- [EXERCISE] How many lines of the listing below contain the word "advertising"? Give only the number.

(Annotation data using points)
_ _ _ _
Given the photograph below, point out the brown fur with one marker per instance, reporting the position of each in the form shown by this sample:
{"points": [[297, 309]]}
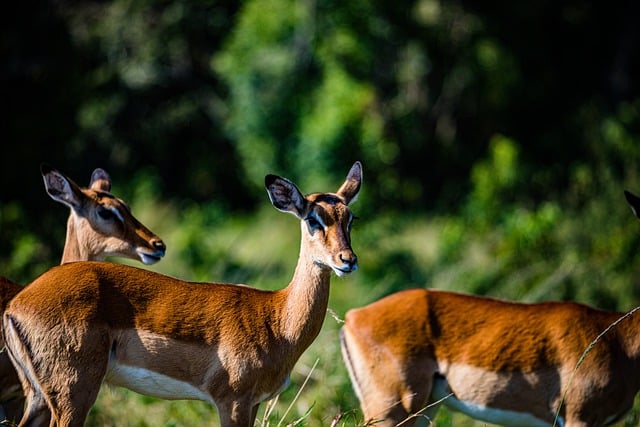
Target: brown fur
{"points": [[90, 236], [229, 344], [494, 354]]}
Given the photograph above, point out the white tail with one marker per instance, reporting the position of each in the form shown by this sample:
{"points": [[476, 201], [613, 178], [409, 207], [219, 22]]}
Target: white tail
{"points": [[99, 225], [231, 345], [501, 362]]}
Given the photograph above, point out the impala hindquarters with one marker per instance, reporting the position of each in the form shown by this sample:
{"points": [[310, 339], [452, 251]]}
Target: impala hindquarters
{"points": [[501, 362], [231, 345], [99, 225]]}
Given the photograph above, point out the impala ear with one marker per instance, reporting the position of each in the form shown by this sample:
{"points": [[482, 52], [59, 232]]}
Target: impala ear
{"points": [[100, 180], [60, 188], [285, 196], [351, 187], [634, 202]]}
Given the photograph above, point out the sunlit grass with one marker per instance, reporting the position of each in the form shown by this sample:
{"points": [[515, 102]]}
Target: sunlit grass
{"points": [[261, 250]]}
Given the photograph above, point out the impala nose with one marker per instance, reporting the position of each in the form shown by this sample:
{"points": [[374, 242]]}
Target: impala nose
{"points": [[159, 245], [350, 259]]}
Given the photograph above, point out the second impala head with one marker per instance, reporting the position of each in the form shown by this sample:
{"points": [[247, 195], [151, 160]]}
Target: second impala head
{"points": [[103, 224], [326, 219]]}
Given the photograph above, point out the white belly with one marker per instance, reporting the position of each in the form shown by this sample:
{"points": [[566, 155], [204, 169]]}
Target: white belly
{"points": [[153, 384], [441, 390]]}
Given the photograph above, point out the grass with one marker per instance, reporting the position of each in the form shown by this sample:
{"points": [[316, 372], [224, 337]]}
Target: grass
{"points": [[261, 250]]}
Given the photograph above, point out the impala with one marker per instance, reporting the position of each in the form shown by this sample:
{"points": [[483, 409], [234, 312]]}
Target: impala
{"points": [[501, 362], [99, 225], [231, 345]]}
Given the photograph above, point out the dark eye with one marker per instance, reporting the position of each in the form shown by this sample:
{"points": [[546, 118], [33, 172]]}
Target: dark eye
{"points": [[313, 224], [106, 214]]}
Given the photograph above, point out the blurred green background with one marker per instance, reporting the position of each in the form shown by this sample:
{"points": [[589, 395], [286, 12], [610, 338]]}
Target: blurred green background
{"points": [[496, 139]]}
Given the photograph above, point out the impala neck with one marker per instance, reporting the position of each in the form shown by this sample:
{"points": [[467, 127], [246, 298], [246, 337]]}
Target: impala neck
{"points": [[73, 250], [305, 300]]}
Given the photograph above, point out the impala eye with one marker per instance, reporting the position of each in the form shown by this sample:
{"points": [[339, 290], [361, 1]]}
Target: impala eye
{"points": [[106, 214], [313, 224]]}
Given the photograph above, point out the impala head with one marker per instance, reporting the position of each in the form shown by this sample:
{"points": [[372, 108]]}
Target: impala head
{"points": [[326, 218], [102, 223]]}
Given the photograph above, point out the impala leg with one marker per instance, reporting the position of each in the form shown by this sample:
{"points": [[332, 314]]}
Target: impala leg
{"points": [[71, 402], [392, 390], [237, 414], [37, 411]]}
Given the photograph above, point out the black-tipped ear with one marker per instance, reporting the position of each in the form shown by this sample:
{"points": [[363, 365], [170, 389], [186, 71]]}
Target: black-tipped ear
_ _ _ _
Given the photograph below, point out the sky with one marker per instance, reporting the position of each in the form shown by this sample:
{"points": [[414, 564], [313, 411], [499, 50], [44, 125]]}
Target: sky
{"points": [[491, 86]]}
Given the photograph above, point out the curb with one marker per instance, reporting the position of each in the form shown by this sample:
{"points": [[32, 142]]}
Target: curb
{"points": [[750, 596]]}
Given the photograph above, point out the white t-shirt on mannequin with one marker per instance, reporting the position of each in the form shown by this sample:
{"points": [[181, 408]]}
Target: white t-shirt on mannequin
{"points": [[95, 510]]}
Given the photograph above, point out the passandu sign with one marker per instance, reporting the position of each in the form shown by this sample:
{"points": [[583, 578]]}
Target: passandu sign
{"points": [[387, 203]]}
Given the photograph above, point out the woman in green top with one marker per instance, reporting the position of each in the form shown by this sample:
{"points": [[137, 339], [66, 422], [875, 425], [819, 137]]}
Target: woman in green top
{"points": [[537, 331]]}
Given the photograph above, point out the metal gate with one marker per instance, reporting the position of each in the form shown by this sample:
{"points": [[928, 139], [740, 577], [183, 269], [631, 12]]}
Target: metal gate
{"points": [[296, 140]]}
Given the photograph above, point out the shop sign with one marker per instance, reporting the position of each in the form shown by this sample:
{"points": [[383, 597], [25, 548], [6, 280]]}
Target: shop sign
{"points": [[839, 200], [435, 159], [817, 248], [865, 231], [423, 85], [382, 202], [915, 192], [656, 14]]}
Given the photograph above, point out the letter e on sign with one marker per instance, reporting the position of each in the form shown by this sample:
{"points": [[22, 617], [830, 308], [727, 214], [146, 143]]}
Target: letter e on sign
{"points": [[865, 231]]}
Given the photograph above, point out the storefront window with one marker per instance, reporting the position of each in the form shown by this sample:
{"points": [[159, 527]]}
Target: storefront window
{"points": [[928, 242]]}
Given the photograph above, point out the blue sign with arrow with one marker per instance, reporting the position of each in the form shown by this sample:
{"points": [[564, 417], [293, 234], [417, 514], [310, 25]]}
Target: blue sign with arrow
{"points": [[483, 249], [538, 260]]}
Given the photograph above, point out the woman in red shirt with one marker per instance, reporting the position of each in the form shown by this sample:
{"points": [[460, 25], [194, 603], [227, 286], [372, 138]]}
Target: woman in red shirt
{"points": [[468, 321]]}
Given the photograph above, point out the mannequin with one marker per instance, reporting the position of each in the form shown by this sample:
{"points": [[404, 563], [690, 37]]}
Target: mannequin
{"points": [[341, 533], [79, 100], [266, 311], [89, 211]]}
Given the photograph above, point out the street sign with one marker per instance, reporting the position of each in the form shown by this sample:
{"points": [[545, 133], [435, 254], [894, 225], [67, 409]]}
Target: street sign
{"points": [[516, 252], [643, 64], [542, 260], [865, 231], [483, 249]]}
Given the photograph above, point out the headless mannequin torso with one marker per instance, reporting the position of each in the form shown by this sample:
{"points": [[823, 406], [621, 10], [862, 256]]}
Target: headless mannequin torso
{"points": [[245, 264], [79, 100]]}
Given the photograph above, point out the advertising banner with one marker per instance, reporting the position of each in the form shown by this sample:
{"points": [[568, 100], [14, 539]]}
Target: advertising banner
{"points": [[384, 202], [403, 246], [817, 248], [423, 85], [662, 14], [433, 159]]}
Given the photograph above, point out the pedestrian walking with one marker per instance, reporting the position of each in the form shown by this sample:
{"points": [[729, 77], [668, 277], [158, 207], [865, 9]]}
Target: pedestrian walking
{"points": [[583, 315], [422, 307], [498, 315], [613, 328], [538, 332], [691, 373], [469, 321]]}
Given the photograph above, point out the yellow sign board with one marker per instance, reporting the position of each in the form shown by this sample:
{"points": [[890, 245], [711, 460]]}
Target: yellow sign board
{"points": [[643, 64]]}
_ _ _ _
- [WRITTEN REPLY] 2